• **PASSAGE TO READ**:
_____
Many of our images of the eye have a small, white, horseshoe shaped image in the center of the pupil caused by the flash of the camera. To remove this there is a mask that scans the entire image and counts the number of black pixels that lie in the mask. If the number of black pixels is above a set threshold then the entire mask is set to black. Through trial and error, the mask size that produced the best results for all images was a 7x7 mask and the threshold works best at 25 pixels out of 49. A mask size smaller than 7x7 did not remove enough of the illumination in the center, while a larger mask size removed a significant amount of the sclera. The threshold of 25 pixels was chosen since this is approximately half of the total mask size, enough to establish that this area is dark yet also small enough so as to remove large chunks of colour in the center of the image.
Since we found that the straight removal of low-valued red pixels did not work well for brown irises we added the extra mask. An additional run of the 7x7 mask through the full image would cause the loss of information near the black eyelashes. To resolve this problem we ran the 7x7 mask through the center of the image defined by a 120x120 area.
Removing a blue iris presented no problems, as there is very little red in the iris in comparison to the surrounding tissues. However, a brown iris has a much higher concentration of red than does a blue eye. This resulted in a sub-optimal result for the removal of a brown iris if straight redness was used. However, with the 120x120 box removal much of the brown iris was removed. Figure 3 shows the results for one such image.
For the removal of the tissue from the image we assumed some basic things about the image to allow us to remove the surrounding tissue geometrically. The primary assumptions were: the iris is in the center of the image, and all images are approximately the same size.
_____
• **INPUT DATA**:
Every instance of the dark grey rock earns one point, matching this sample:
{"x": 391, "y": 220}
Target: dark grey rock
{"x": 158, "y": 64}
_____
• **TASK INSTRUCTIONS**:
A. Decide whether each statement below agrees with the passage on removing glare and iris from eye images. For each, answer yes or no and quote the words of that passage that decide it.
(i) For brown irises, the 7x7 mask was run across the full image a second time.
(ii) A blue iris contains very little red compared with the surrounding tissues.
(iii) Masks larger than 7x7 removed a significant amount of the sclera.
B. Write a continuation of the passage on removing glare and iris from eye images, beginning after its final sentence.

• **ANSWERS FOR THE TASKS**:
A.
(i) No: "To resolve this problem we ran the 7x7 mask through the center of the image defined by a 120x120 area."
(ii) Yes: "there is very little red in the iris in comparison to the surrounding tissues."
(iii) Yes: "while a larger mask size removed a significant amount of the sclera."

B.
Based on these assumptions and some experimentation, we were able to determine for one image that there was an outside border of 25 pixels on the image that would not provide useful information. Since we have assumed that all images are of approximately the same size, we extended this assumption to include all images, and a border of 25 pixels wide was created to filter out useless information from all images.
The middle of the image in the x-direction and the middle of the image in the y-direction was found, and these points were then used to make triangles at the corners of the image to remove extraneous tissue. It was experimentally determined that the best results came from connecting points 30 pixels from the center and removing the pixels enclosed in this section, as seen in Figure 6.
For the images that conformed to our assumptions this method of removing extraneous information worked well. However, there was one image for which these assumptions did not hold. For image 16 the iris was far to the left, the method was not flexible enough to recognize this. However, this image can be discarded as a pathological case. Figure 7 shows the results for a more typical image.
Drawing on the hypothesis that the prime factor in an optometrist's categorization is the overall redness of the sclera, we decided upon a pixel-by-pixel operator to measure redness. The input to this system would be the separated image of the sclera from the isolator program, with the output being a vector of floating-point values representing different redness measurements.
For the remainder of this section, we will use P to represent the score a metric gives a pixel, OUT to represent the overall output for an image, and RGB will be the red, green and blue components of a pixel.
There are two ways a TIFF image can be stored, packed and unpacked. In the unpacked format, each pixel is represented by a 3x1 vector of integers with values ranging from 0 to 256. The elements in the vector represent the RGB components of the pixel, respectively. In the packed format, each pixel is represented by an index into a colourmap, where the colourmap is an array of RGB vectors specifying every colour represented in the image.
The images we were working with were all in the unpacked format. While this type of image consumed more space, they were much simpler to process. We will assume that all images input into the system will be in this unpacked format.
There are several measurements that can be made on a pixel to determine its "redness". We wanted a measure that would produce output that was consistent with the optometrists' grading. It was also important that the results were reasonably spread out; the more tightly grouped they were, the more likely that noise would corrupt our grading.
The first and most obvious measurement that we considered was measuring the average value of the R component of the image. However, this was dismissed without implementation, because it fails to differentiate between pure red pixels and those that have high levels of G and B as well.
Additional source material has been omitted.